**EXERCISE BRIEF**
Would you repeat the lines from the one with "Expected: one point per instance of the parked" through the final line, both included, and nothing else? No pictures belong in the copy.

**ENTRIES PROVIDED**
>>>>>
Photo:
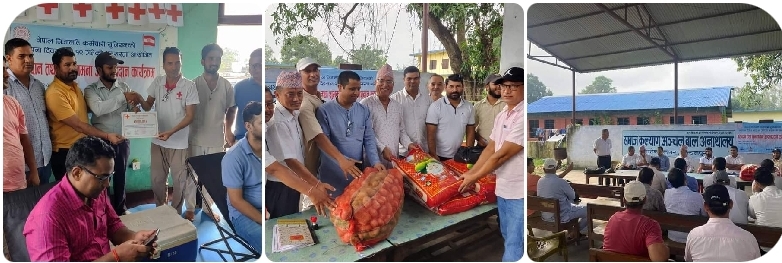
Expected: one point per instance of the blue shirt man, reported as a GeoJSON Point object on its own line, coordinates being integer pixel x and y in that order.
{"type": "Point", "coordinates": [241, 171]}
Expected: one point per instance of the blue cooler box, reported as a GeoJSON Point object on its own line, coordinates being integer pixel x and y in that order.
{"type": "Point", "coordinates": [178, 239]}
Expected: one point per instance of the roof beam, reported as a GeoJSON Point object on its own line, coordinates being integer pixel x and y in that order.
{"type": "Point", "coordinates": [577, 17]}
{"type": "Point", "coordinates": [643, 28]}
{"type": "Point", "coordinates": [628, 25]}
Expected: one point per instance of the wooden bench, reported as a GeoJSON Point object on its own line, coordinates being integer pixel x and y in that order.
{"type": "Point", "coordinates": [599, 255]}
{"type": "Point", "coordinates": [540, 205]}
{"type": "Point", "coordinates": [595, 191]}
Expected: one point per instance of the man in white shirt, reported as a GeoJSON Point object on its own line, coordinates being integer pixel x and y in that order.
{"type": "Point", "coordinates": [449, 119]}
{"type": "Point", "coordinates": [706, 162]}
{"type": "Point", "coordinates": [174, 98]}
{"type": "Point", "coordinates": [720, 239]}
{"type": "Point", "coordinates": [415, 105]}
{"type": "Point", "coordinates": [602, 148]}
{"type": "Point", "coordinates": [739, 211]}
{"type": "Point", "coordinates": [735, 162]}
{"type": "Point", "coordinates": [766, 204]}
{"type": "Point", "coordinates": [285, 140]}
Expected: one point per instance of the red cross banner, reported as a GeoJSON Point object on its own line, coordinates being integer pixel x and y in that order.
{"type": "Point", "coordinates": [82, 13]}
{"type": "Point", "coordinates": [175, 15]}
{"type": "Point", "coordinates": [48, 11]}
{"type": "Point", "coordinates": [156, 13]}
{"type": "Point", "coordinates": [115, 14]}
{"type": "Point", "coordinates": [137, 14]}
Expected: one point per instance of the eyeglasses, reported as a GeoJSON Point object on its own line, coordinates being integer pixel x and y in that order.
{"type": "Point", "coordinates": [101, 178]}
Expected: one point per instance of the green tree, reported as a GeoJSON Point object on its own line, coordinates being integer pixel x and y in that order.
{"type": "Point", "coordinates": [766, 74]}
{"type": "Point", "coordinates": [230, 56]}
{"type": "Point", "coordinates": [300, 46]}
{"type": "Point", "coordinates": [268, 56]}
{"type": "Point", "coordinates": [536, 89]}
{"type": "Point", "coordinates": [601, 84]}
{"type": "Point", "coordinates": [368, 57]}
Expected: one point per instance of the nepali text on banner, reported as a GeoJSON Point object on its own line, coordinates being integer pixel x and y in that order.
{"type": "Point", "coordinates": [758, 137]}
{"type": "Point", "coordinates": [138, 50]}
{"type": "Point", "coordinates": [672, 140]}
{"type": "Point", "coordinates": [328, 83]}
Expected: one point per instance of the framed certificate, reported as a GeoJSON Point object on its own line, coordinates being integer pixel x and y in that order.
{"type": "Point", "coordinates": [139, 125]}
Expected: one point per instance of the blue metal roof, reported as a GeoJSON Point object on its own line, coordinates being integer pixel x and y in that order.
{"type": "Point", "coordinates": [647, 100]}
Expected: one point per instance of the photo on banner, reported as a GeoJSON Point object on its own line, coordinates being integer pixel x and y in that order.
{"type": "Point", "coordinates": [652, 100]}
{"type": "Point", "coordinates": [409, 95]}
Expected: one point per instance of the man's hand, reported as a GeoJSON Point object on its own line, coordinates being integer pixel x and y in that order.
{"type": "Point", "coordinates": [387, 154]}
{"type": "Point", "coordinates": [321, 198]}
{"type": "Point", "coordinates": [115, 138]}
{"type": "Point", "coordinates": [348, 166]}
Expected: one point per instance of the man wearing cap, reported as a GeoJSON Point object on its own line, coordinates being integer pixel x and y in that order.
{"type": "Point", "coordinates": [448, 120]}
{"type": "Point", "coordinates": [67, 111]}
{"type": "Point", "coordinates": [435, 86]}
{"type": "Point", "coordinates": [285, 142]}
{"type": "Point", "coordinates": [720, 239]}
{"type": "Point", "coordinates": [175, 98]}
{"type": "Point", "coordinates": [387, 119]}
{"type": "Point", "coordinates": [107, 99]}
{"type": "Point", "coordinates": [551, 186]}
{"type": "Point", "coordinates": [314, 138]}
{"type": "Point", "coordinates": [630, 232]}
{"type": "Point", "coordinates": [246, 91]}
{"type": "Point", "coordinates": [487, 109]}
{"type": "Point", "coordinates": [415, 106]}
{"type": "Point", "coordinates": [504, 156]}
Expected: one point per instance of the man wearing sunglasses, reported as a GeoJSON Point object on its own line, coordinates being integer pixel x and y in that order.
{"type": "Point", "coordinates": [74, 221]}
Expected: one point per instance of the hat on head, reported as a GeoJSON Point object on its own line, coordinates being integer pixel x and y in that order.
{"type": "Point", "coordinates": [289, 79]}
{"type": "Point", "coordinates": [514, 74]}
{"type": "Point", "coordinates": [305, 62]}
{"type": "Point", "coordinates": [385, 72]}
{"type": "Point", "coordinates": [106, 58]}
{"type": "Point", "coordinates": [549, 163]}
{"type": "Point", "coordinates": [716, 195]}
{"type": "Point", "coordinates": [491, 79]}
{"type": "Point", "coordinates": [635, 192]}
{"type": "Point", "coordinates": [721, 177]}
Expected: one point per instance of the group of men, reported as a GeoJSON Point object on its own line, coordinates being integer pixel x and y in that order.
{"type": "Point", "coordinates": [317, 147]}
{"type": "Point", "coordinates": [47, 132]}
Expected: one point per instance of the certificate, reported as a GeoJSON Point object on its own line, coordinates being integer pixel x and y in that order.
{"type": "Point", "coordinates": [139, 125]}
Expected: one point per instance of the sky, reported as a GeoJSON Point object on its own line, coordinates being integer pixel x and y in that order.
{"type": "Point", "coordinates": [400, 35]}
{"type": "Point", "coordinates": [700, 74]}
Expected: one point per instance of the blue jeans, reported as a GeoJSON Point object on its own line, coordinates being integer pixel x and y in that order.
{"type": "Point", "coordinates": [248, 229]}
{"type": "Point", "coordinates": [512, 227]}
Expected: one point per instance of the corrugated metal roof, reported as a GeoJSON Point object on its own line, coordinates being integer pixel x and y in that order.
{"type": "Point", "coordinates": [589, 39]}
{"type": "Point", "coordinates": [649, 100]}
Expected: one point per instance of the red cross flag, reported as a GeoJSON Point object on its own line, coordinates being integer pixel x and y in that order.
{"type": "Point", "coordinates": [48, 11]}
{"type": "Point", "coordinates": [156, 13]}
{"type": "Point", "coordinates": [82, 13]}
{"type": "Point", "coordinates": [175, 15]}
{"type": "Point", "coordinates": [115, 14]}
{"type": "Point", "coordinates": [137, 14]}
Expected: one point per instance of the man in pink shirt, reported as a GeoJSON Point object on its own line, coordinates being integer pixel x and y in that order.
{"type": "Point", "coordinates": [503, 156]}
{"type": "Point", "coordinates": [17, 148]}
{"type": "Point", "coordinates": [74, 221]}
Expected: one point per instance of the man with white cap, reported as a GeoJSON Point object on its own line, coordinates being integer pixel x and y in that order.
{"type": "Point", "coordinates": [387, 117]}
{"type": "Point", "coordinates": [551, 186]}
{"type": "Point", "coordinates": [720, 239]}
{"type": "Point", "coordinates": [313, 134]}
{"type": "Point", "coordinates": [630, 232]}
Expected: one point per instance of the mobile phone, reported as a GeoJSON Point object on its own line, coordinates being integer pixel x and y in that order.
{"type": "Point", "coordinates": [152, 238]}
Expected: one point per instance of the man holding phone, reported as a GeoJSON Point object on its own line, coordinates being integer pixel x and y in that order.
{"type": "Point", "coordinates": [75, 221]}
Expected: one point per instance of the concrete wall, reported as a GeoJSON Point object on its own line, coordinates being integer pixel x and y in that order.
{"type": "Point", "coordinates": [581, 142]}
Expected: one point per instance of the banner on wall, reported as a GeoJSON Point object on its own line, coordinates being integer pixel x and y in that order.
{"type": "Point", "coordinates": [758, 137]}
{"type": "Point", "coordinates": [672, 140]}
{"type": "Point", "coordinates": [328, 83]}
{"type": "Point", "coordinates": [139, 50]}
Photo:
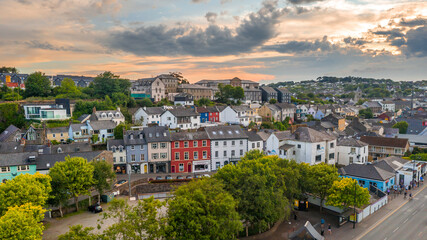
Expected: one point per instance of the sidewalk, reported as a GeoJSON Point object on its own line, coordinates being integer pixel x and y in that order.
{"type": "Point", "coordinates": [346, 231]}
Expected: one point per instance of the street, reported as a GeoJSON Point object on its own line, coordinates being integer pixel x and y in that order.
{"type": "Point", "coordinates": [408, 222]}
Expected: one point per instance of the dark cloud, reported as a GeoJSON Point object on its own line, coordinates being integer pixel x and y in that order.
{"type": "Point", "coordinates": [49, 46]}
{"type": "Point", "coordinates": [211, 17]}
{"type": "Point", "coordinates": [253, 31]}
{"type": "Point", "coordinates": [303, 1]}
{"type": "Point", "coordinates": [417, 42]}
{"type": "Point", "coordinates": [413, 22]}
{"type": "Point", "coordinates": [303, 46]}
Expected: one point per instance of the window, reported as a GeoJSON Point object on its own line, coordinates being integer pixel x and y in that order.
{"type": "Point", "coordinates": [24, 168]}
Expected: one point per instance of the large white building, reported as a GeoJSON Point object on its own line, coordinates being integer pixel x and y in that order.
{"type": "Point", "coordinates": [228, 145]}
{"type": "Point", "coordinates": [350, 150]}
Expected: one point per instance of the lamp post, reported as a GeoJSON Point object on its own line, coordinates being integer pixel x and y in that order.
{"type": "Point", "coordinates": [354, 206]}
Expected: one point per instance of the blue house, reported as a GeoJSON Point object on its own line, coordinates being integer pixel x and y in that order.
{"type": "Point", "coordinates": [14, 164]}
{"type": "Point", "coordinates": [369, 174]}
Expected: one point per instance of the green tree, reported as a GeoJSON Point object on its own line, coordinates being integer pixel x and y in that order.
{"type": "Point", "coordinates": [24, 188]}
{"type": "Point", "coordinates": [76, 175]}
{"type": "Point", "coordinates": [77, 232]}
{"type": "Point", "coordinates": [142, 221]}
{"type": "Point", "coordinates": [322, 176]}
{"type": "Point", "coordinates": [347, 192]}
{"type": "Point", "coordinates": [11, 113]}
{"type": "Point", "coordinates": [103, 176]}
{"type": "Point", "coordinates": [37, 85]}
{"type": "Point", "coordinates": [402, 126]}
{"type": "Point", "coordinates": [205, 208]}
{"type": "Point", "coordinates": [272, 101]}
{"type": "Point", "coordinates": [22, 222]}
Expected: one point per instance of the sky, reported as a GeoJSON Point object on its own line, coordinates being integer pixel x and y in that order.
{"type": "Point", "coordinates": [266, 41]}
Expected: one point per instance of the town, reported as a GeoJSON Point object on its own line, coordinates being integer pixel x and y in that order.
{"type": "Point", "coordinates": [287, 160]}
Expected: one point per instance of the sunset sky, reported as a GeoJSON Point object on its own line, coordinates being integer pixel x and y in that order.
{"type": "Point", "coordinates": [216, 39]}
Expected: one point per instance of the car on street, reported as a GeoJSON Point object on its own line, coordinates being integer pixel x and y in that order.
{"type": "Point", "coordinates": [120, 183]}
{"type": "Point", "coordinates": [95, 208]}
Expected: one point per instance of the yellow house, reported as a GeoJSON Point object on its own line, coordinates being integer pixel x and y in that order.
{"type": "Point", "coordinates": [59, 134]}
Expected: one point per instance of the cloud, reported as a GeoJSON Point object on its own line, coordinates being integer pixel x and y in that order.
{"type": "Point", "coordinates": [303, 1]}
{"type": "Point", "coordinates": [211, 17]}
{"type": "Point", "coordinates": [416, 42]}
{"type": "Point", "coordinates": [413, 22]}
{"type": "Point", "coordinates": [303, 46]}
{"type": "Point", "coordinates": [253, 31]}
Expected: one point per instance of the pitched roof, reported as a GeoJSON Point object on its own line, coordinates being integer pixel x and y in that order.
{"type": "Point", "coordinates": [368, 171]}
{"type": "Point", "coordinates": [9, 131]}
{"type": "Point", "coordinates": [351, 142]}
{"type": "Point", "coordinates": [386, 142]}
{"type": "Point", "coordinates": [189, 136]}
{"type": "Point", "coordinates": [225, 132]}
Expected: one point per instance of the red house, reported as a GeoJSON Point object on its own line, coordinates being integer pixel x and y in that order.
{"type": "Point", "coordinates": [190, 152]}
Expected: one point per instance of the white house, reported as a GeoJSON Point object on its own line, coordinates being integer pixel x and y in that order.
{"type": "Point", "coordinates": [228, 145]}
{"type": "Point", "coordinates": [146, 116]}
{"type": "Point", "coordinates": [182, 118]}
{"type": "Point", "coordinates": [229, 115]}
{"type": "Point", "coordinates": [350, 150]}
{"type": "Point", "coordinates": [313, 147]}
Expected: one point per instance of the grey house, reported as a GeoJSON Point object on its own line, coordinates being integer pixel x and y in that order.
{"type": "Point", "coordinates": [136, 151]}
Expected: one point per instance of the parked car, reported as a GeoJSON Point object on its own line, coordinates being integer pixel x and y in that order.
{"type": "Point", "coordinates": [95, 208]}
{"type": "Point", "coordinates": [120, 183]}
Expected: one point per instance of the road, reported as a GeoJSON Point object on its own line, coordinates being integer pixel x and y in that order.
{"type": "Point", "coordinates": [407, 222]}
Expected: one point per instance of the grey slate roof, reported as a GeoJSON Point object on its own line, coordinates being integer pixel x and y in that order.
{"type": "Point", "coordinates": [98, 125]}
{"type": "Point", "coordinates": [189, 136]}
{"type": "Point", "coordinates": [16, 159]}
{"type": "Point", "coordinates": [9, 131]}
{"type": "Point", "coordinates": [225, 132]}
{"type": "Point", "coordinates": [351, 142]}
{"type": "Point", "coordinates": [368, 171]}
{"type": "Point", "coordinates": [253, 136]}
{"type": "Point", "coordinates": [157, 134]}
{"type": "Point", "coordinates": [46, 161]}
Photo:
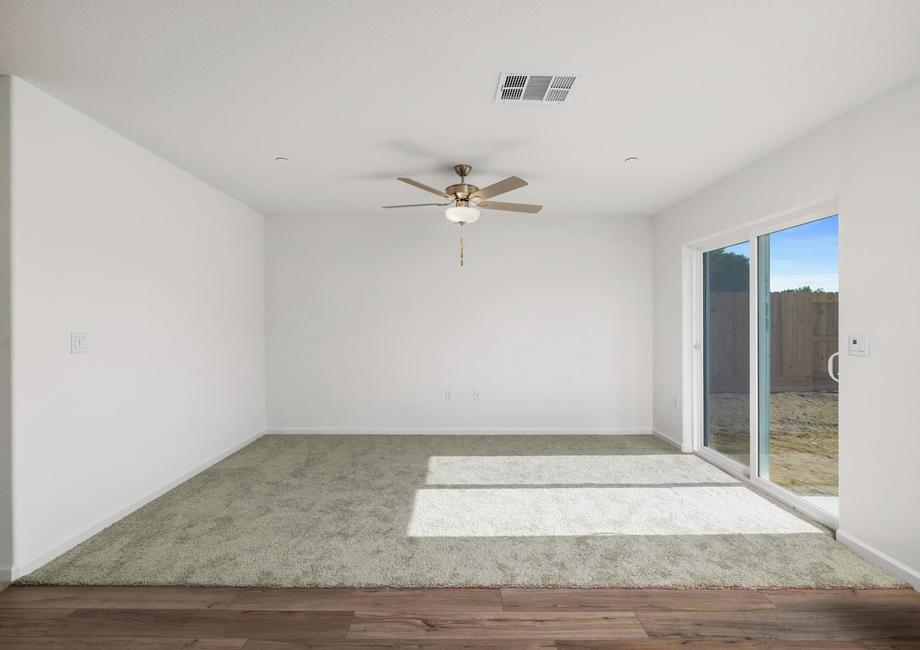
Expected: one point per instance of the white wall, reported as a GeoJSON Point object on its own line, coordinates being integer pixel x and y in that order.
<<<<<
**ANSWER TO THE TASK**
Expected: one point per instance of the parked car, reported as a GeoJSON Point object on its own line, coordinates being integer pixel x and y in that order.
{"type": "Point", "coordinates": [95, 208]}
{"type": "Point", "coordinates": [120, 183]}
Expected: one point per instance of the road, reported as a GeoJSON Point object on its own line, coordinates being integer pixel x and y in that order.
{"type": "Point", "coordinates": [407, 222]}
Expected: one point per instance of the grey slate roof, reported as a GeoJSON Point object on its own line, coordinates being integer pixel x and y in that order.
{"type": "Point", "coordinates": [98, 125]}
{"type": "Point", "coordinates": [189, 136]}
{"type": "Point", "coordinates": [16, 159]}
{"type": "Point", "coordinates": [9, 131]}
{"type": "Point", "coordinates": [225, 132]}
{"type": "Point", "coordinates": [351, 142]}
{"type": "Point", "coordinates": [368, 171]}
{"type": "Point", "coordinates": [253, 136]}
{"type": "Point", "coordinates": [157, 134]}
{"type": "Point", "coordinates": [46, 161]}
Photo:
Expected: one point per instance of the white wall, reported as a GeoJSON Point object on its own line, coordinates being integer pixel x and y in that order.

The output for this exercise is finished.